■ **課題一覧**
1 > 映画館についての文章を読み、次の問いに答えてください。
(a) 館内の客の入りはどの程度ですか。
(b) この映画は公開から何週たっていますか。
(c) この映画館が2年前に上映していた作品は何ですか。
2 > 映画館についての文章で題名が挙げられている映画作品をすべて書き出してください。
3 > 映画館についての文章を、最後の文の続きから書き進めてください。

■ **抜粋本文**
---------------
氏は、週末は時間の許す限り映画館に足を運び、自ら率先して館内の床を掃き、チケットをもぎり、そしてチケットの半券によるクジまで行っているという。そのようなオーナーの心のこもったもてなしの賜物だろうか、館内は約6〜7割の客の入り。この映画が公開から8週たっているということを考えれば、そして周囲では『パイレーツ・オブ・カリビアン デッドマンズチェスト』や『スーパーマン リターンズ』などの超人気作品が上映されていることを考えれば、驚きに値する盛況っぷりである。
客層は、人種的には白人、黒人、ヒスパニック、アジア人と多岐に渡っており、男女比もほぼ半々といったところ。だが年齢ということで言うと、他の映画より確実に高めだ。40歳前後と思われる人たちがメインで、60歳を越えているであろう白髪の紳士・淑女の姿も少なくない。この映画館は2年前に、ブッシュ政権を鋭く批判し物議をかもした『華氏911』を上映していたが、そのときの客層もちょうど似たような感じだった。
---------------
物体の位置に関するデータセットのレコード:
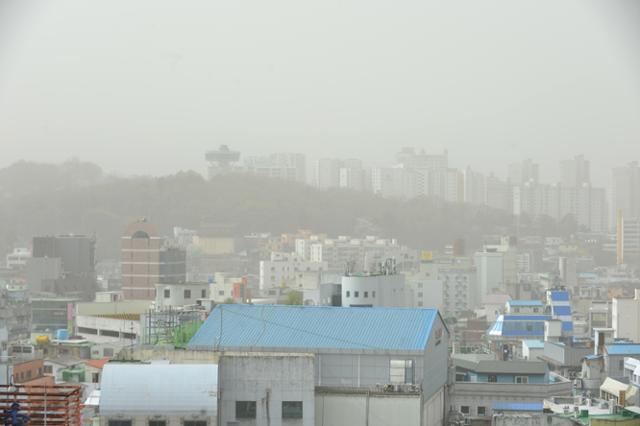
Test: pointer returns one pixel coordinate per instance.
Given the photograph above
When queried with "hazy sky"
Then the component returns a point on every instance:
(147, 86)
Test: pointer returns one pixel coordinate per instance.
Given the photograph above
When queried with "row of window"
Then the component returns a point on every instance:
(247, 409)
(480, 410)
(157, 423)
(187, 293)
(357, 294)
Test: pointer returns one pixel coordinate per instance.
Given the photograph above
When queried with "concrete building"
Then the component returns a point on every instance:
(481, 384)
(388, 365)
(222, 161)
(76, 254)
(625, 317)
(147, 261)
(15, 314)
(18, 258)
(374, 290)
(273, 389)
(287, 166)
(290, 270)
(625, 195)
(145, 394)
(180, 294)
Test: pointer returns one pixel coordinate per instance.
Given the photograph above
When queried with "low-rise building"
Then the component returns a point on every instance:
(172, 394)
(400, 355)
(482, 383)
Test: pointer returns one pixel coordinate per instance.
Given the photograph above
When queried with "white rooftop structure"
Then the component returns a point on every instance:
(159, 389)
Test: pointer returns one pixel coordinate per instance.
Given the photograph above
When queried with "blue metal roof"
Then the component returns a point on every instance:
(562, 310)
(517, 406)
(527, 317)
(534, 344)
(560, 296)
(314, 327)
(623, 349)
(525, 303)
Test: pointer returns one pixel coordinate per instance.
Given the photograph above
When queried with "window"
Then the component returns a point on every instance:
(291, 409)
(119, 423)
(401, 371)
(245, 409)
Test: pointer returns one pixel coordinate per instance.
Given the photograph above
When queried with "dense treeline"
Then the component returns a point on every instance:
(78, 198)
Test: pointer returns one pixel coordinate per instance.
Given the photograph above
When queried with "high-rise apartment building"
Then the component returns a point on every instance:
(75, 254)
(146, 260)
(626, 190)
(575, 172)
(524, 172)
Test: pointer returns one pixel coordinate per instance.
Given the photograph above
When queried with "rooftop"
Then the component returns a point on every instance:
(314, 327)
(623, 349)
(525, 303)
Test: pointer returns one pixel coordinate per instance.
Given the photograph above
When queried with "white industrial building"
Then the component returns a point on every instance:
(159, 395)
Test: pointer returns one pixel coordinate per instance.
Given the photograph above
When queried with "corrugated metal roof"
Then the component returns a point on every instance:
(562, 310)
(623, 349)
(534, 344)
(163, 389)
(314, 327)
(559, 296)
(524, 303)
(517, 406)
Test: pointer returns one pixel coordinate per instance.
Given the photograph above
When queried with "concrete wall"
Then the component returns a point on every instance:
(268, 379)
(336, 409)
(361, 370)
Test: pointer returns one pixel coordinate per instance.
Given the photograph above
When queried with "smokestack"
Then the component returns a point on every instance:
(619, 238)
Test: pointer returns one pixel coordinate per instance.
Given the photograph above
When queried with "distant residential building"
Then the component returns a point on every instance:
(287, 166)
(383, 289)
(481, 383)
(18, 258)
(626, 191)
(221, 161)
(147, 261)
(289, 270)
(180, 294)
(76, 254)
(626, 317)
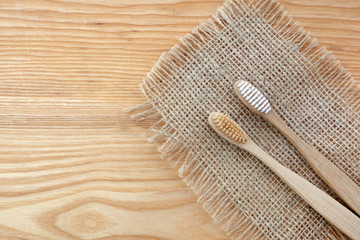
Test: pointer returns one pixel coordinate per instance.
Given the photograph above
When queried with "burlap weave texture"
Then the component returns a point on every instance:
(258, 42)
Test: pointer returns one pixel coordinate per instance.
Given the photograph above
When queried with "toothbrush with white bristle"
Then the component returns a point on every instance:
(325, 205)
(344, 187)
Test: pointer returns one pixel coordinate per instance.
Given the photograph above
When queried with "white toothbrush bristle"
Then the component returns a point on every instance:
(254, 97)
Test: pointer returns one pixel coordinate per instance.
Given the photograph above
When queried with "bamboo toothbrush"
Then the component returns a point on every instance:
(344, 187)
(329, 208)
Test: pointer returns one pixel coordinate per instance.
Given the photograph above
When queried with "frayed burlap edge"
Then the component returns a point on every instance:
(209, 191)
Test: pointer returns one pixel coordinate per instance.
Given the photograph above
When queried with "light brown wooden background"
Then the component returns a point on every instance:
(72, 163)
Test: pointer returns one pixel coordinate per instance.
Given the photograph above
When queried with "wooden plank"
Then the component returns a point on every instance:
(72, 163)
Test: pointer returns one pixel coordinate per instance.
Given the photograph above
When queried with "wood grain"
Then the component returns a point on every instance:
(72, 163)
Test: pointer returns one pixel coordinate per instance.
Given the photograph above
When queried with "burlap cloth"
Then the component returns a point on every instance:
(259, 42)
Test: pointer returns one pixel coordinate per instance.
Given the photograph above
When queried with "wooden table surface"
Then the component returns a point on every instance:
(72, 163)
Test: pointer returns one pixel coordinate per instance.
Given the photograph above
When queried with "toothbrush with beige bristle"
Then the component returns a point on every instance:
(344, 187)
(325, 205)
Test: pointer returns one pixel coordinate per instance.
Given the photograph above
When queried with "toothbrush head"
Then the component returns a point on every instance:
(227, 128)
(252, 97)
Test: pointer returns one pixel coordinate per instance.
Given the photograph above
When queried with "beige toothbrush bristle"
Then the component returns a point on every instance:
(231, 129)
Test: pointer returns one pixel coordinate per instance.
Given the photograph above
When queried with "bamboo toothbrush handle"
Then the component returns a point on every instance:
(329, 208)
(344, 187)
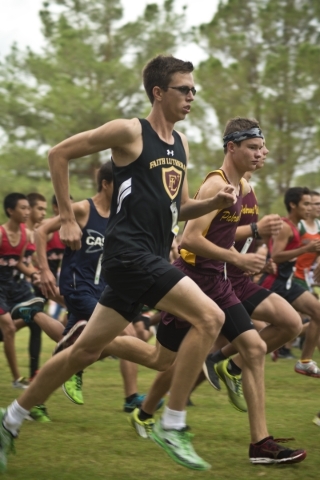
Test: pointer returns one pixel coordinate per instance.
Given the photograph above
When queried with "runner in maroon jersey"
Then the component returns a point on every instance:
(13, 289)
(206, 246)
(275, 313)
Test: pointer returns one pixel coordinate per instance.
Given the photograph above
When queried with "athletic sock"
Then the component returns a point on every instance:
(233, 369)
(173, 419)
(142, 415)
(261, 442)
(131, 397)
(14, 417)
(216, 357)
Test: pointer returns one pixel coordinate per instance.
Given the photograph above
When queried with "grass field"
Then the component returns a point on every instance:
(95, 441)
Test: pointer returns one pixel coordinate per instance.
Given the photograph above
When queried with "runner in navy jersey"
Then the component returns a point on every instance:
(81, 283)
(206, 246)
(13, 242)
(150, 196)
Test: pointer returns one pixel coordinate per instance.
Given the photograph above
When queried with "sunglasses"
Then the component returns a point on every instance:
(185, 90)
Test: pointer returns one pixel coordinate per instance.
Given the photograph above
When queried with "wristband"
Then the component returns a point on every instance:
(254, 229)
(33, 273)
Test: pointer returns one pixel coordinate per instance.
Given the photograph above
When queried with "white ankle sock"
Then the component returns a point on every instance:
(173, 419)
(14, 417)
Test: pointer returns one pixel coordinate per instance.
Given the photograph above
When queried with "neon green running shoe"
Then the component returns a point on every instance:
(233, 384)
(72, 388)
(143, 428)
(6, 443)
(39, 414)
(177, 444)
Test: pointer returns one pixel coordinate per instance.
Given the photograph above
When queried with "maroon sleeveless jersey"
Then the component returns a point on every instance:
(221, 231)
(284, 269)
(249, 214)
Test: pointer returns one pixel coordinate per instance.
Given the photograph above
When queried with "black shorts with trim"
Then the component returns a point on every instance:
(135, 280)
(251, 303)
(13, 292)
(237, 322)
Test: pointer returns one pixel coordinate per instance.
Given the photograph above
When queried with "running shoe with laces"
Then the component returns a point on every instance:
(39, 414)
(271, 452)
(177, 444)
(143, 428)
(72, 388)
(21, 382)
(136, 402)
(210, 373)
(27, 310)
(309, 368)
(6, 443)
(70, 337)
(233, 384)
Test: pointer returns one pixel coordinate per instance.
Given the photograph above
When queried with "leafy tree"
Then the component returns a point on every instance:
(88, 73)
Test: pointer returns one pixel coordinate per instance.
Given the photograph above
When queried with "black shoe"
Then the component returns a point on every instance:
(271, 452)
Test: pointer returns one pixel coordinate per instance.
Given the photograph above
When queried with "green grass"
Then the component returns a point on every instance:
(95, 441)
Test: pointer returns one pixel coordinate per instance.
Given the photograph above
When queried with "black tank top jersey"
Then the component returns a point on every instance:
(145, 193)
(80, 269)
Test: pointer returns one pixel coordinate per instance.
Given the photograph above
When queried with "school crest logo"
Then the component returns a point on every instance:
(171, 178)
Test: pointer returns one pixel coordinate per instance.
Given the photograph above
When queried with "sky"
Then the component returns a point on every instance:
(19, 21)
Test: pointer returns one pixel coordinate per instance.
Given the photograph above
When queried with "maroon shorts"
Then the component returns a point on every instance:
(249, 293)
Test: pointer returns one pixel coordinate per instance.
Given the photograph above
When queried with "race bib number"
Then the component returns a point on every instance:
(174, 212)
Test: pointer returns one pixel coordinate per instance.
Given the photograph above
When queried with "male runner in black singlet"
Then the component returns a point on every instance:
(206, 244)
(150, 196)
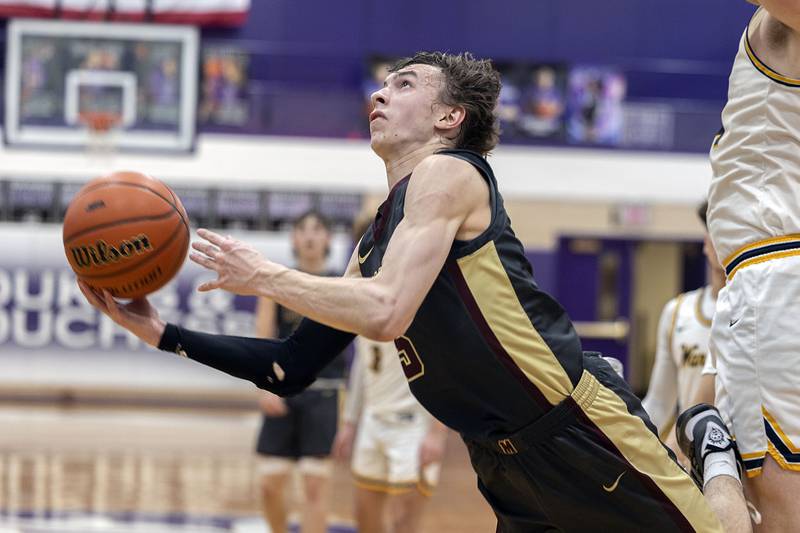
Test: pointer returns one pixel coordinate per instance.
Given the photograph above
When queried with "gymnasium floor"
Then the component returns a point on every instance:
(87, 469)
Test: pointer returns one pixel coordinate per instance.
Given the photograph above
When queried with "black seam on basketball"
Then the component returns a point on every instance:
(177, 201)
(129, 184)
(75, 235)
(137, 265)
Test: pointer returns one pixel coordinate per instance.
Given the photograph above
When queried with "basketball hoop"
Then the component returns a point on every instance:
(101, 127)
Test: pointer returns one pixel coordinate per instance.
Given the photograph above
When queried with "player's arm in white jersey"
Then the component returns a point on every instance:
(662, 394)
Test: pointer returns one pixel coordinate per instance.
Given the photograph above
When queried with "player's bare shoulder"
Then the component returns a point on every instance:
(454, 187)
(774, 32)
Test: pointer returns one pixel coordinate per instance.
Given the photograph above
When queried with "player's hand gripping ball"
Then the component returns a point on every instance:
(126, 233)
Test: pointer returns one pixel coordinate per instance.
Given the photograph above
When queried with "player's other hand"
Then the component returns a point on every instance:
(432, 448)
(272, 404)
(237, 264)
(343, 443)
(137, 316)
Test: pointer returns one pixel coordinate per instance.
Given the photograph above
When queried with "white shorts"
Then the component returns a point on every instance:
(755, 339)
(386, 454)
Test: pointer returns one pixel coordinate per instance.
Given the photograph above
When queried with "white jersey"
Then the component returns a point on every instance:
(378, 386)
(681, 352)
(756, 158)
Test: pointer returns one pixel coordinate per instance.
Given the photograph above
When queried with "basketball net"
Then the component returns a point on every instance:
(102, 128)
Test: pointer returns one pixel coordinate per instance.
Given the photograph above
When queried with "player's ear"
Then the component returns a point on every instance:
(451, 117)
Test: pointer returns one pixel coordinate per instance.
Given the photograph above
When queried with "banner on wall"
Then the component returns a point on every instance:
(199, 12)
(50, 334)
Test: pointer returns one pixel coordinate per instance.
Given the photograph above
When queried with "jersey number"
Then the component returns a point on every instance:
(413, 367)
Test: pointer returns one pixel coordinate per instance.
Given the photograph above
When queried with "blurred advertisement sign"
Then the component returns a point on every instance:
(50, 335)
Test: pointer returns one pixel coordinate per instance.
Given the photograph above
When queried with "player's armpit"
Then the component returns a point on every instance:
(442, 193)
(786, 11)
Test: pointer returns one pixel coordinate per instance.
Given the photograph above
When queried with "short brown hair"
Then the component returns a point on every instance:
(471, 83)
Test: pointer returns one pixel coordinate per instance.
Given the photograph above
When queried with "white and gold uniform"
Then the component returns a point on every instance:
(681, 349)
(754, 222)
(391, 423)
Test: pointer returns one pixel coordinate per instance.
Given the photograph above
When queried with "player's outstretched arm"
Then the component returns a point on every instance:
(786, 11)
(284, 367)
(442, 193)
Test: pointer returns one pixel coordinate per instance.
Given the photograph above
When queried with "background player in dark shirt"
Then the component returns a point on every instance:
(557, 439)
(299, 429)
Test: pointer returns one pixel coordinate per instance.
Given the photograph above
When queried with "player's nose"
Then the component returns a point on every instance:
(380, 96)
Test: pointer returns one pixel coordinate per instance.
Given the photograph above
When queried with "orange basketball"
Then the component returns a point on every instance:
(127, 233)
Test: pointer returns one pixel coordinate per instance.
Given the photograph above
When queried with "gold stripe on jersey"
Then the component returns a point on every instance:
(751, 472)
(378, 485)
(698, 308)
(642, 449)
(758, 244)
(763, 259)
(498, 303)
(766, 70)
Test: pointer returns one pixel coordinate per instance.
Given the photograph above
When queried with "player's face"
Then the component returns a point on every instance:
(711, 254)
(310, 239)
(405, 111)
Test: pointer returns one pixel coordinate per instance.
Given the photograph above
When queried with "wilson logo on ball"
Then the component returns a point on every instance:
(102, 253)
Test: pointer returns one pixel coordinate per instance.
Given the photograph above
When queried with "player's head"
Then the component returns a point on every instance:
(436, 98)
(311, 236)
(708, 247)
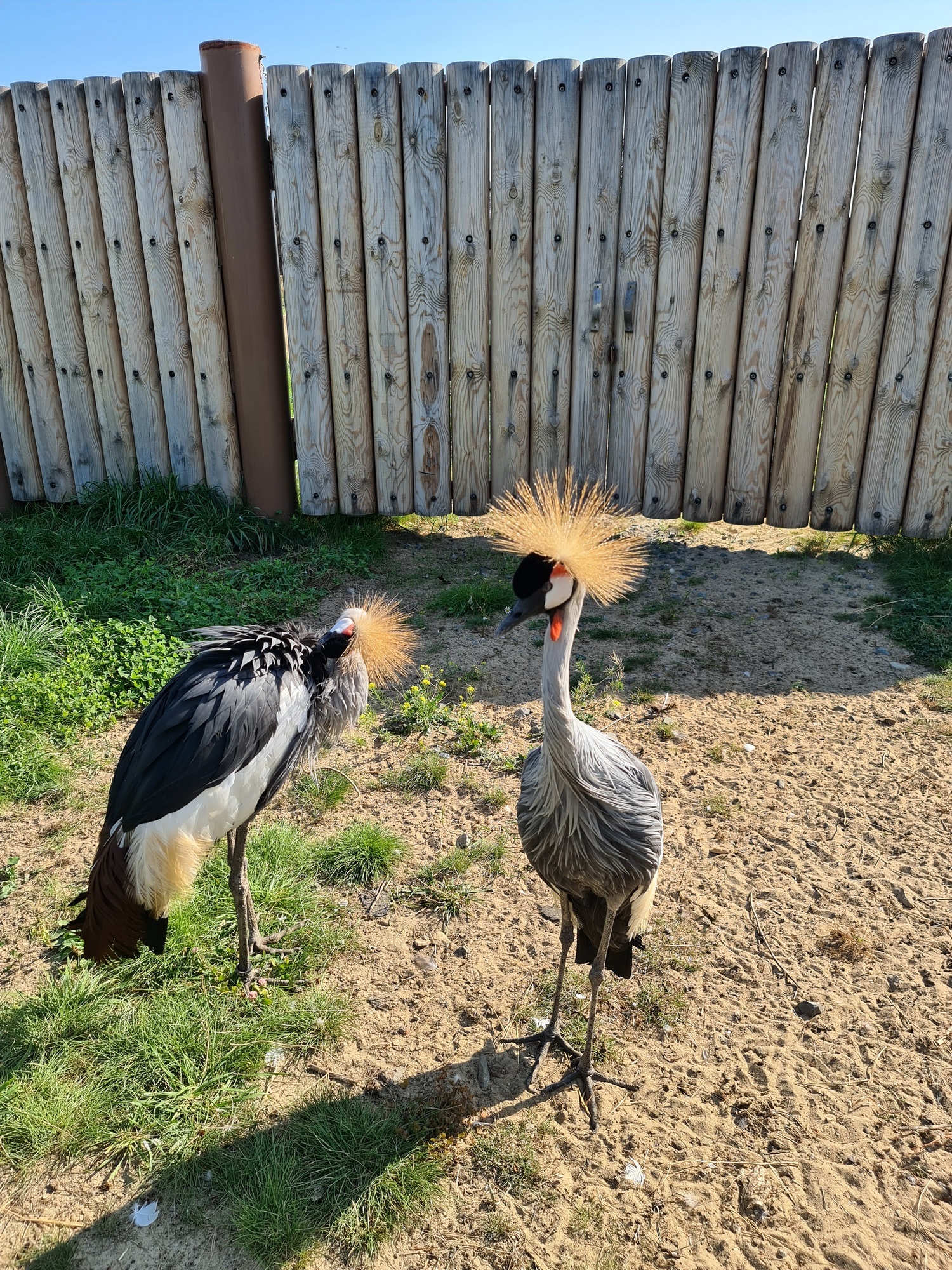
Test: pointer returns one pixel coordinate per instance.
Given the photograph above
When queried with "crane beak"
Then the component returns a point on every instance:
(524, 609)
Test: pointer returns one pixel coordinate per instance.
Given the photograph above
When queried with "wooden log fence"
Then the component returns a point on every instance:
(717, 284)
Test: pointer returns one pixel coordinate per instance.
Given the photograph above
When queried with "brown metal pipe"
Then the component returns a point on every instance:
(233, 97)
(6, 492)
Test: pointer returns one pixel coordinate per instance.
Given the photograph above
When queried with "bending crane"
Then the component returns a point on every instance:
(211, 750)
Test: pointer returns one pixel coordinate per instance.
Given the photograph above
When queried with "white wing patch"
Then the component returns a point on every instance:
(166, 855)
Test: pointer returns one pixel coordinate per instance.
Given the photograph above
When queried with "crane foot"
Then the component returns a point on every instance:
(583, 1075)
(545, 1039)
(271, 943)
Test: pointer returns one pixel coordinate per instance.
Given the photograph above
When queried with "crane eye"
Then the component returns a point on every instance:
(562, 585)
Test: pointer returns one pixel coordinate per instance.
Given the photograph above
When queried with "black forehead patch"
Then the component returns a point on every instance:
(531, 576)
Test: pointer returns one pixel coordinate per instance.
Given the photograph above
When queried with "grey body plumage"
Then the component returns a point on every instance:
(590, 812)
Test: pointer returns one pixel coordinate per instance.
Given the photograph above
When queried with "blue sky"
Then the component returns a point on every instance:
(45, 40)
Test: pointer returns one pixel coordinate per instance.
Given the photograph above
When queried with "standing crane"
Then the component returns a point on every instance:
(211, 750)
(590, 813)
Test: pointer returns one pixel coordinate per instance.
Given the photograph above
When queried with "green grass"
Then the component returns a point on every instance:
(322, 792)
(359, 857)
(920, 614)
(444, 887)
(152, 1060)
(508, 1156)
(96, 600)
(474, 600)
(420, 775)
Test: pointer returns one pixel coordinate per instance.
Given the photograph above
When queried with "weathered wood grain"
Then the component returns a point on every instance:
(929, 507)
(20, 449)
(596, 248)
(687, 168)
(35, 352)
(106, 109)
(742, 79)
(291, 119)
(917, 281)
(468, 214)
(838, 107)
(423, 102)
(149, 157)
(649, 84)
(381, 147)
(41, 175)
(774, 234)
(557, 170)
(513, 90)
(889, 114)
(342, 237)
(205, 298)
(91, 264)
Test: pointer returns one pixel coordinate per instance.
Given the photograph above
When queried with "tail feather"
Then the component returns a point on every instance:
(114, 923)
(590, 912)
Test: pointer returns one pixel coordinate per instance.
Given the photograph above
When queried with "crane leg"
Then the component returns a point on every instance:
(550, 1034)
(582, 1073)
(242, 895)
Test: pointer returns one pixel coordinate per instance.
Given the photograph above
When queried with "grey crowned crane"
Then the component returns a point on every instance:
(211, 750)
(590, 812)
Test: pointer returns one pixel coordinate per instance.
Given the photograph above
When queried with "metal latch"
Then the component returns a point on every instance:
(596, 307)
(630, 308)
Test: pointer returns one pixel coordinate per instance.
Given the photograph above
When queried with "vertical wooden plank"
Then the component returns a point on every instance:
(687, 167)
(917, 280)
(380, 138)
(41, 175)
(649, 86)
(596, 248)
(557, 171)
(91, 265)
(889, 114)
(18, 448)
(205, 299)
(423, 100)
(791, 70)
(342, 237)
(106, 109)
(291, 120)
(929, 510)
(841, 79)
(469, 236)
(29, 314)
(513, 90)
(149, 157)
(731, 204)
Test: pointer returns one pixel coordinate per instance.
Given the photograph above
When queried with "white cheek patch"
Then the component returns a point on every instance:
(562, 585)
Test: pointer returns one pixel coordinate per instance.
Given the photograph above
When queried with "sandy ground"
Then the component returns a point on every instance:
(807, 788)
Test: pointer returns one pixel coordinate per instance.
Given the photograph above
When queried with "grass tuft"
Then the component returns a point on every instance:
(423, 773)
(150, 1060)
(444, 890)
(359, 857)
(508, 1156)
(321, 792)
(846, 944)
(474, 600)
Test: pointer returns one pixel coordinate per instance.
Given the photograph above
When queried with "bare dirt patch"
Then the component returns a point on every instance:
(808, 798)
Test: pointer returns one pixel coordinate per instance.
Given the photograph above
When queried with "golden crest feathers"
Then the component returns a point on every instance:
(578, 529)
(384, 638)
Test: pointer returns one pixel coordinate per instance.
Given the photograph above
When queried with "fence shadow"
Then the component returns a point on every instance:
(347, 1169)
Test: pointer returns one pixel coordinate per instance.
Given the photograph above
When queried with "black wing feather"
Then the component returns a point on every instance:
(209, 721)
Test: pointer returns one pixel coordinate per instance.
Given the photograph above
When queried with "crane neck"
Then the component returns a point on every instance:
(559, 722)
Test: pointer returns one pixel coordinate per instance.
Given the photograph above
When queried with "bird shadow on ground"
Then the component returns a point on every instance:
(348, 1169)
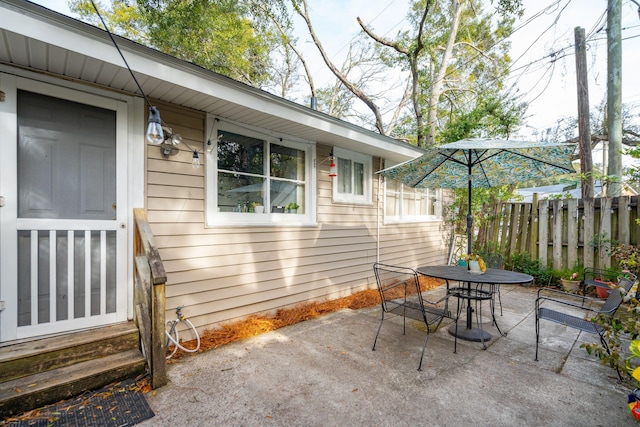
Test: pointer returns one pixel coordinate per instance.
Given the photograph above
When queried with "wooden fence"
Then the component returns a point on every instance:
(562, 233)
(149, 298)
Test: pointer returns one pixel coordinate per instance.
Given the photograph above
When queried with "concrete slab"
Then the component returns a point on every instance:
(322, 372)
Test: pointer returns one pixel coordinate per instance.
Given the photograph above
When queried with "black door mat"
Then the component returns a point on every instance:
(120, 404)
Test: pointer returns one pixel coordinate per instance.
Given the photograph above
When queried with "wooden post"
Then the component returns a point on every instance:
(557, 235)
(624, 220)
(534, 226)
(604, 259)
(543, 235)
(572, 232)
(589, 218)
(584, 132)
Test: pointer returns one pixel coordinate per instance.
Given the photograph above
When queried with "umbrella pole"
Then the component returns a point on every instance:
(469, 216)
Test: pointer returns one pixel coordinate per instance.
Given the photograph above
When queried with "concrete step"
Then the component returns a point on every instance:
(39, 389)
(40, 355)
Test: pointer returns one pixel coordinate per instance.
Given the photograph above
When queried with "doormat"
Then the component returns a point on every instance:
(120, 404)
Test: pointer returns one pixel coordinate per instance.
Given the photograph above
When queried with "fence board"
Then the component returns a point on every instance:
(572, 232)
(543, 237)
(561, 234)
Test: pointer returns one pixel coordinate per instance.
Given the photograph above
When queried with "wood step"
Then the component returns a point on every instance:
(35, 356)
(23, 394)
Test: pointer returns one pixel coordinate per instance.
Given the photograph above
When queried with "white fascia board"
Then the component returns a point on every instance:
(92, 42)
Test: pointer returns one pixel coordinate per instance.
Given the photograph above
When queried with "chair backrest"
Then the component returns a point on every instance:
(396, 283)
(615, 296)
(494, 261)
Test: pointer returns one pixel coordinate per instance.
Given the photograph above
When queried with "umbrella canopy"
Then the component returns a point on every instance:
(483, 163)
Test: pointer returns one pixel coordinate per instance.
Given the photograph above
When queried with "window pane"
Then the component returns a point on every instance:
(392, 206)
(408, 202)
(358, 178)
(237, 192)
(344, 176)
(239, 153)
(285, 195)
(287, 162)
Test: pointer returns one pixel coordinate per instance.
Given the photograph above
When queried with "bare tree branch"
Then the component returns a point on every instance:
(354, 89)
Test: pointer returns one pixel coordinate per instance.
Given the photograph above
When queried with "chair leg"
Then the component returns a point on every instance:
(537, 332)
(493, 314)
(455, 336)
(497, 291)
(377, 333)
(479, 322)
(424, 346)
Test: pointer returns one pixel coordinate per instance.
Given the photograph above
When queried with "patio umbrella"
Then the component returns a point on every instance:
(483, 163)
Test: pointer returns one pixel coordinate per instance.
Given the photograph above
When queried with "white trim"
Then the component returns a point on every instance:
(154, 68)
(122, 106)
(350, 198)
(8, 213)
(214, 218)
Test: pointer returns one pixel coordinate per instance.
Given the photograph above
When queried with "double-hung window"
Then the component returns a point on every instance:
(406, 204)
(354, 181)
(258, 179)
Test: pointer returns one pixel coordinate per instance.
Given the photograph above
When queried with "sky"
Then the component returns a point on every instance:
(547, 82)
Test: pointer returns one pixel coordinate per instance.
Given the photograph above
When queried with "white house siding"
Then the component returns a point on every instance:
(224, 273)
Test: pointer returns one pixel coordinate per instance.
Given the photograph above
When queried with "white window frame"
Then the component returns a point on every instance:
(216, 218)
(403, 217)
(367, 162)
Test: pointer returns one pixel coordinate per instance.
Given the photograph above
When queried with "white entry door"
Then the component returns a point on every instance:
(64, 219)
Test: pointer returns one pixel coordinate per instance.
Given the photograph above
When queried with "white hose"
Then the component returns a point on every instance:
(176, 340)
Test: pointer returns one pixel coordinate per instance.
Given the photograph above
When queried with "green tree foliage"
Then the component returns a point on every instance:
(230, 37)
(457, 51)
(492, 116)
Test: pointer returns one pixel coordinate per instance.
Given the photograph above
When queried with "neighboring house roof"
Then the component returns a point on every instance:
---------------
■ **解答一覧**
1 >
(a) 約6〜7割
(b) 8週
(c) 『華氏911』

2 >
『パイレーツ・オブ・カリビアン デッドマンズチェスト』
『スーパーマン リターンズ』
『華氏911』

3 >
映画そのものは先述したとおり、地球温暖化問題に関するゴア氏の講演の様子が大半を占める。二酸化炭素増加によるグリーン・ハウス現象、それに起因する南極やアイスランドの氷の溶解、その帰趨として起きる水位の上昇――正直、内容のほとんどが日本でなら中学校で習うことであり、これと言って目新しいことはない。だが、大統領選に立候補したほどの弁舌家であるゴア氏の話術はさすが巧みであり、ときにジョークを織り交ぜながら聴講者たちを飽きさせることなく講演を進めていく。また、あまりに話の規模が大きいためイマイチ実態が掴めず、ともすると主題に対する興味や関心を失いそうになるが、適度な頻度で挿入されるゴア氏の幼少期の思い出や政治家としての足跡、また息子を交通事故で失いかけたという個人的体験談が共感を誘い、観る者を物語の核心へと再び引き込んでゆく。そして何より、ゴア氏が自ら足を運びフィルムに収めたという地球温暖化の証拠の数々――熱波に襲われたツンドラ/氷が溶け縮小した北極/水が干上がり砂漠と化した湖など――は、千の言葉以上の説得力を以って見た者に衝撃を与える。
映画のクライマックスは、公演終盤におけるゴア氏のあじ演説によって掉尾を飾る。
「我々アメリカ人は、今まで数多くの困難を克服してきた! 我々アメリカ人は、実現不可能と思われた数々の奇跡を起こしてきた! 自分たちの政府を確立し、女性も選挙権を勝ち取り……そうだ、我々は月にすら足跡を残したじゃないか! 一人一人が信じ、自分の役割を果たせば、我々はどんなことだって実現できるはずだ。そして、それら我々の願いを実現できる政治家に票を投じなければならない」。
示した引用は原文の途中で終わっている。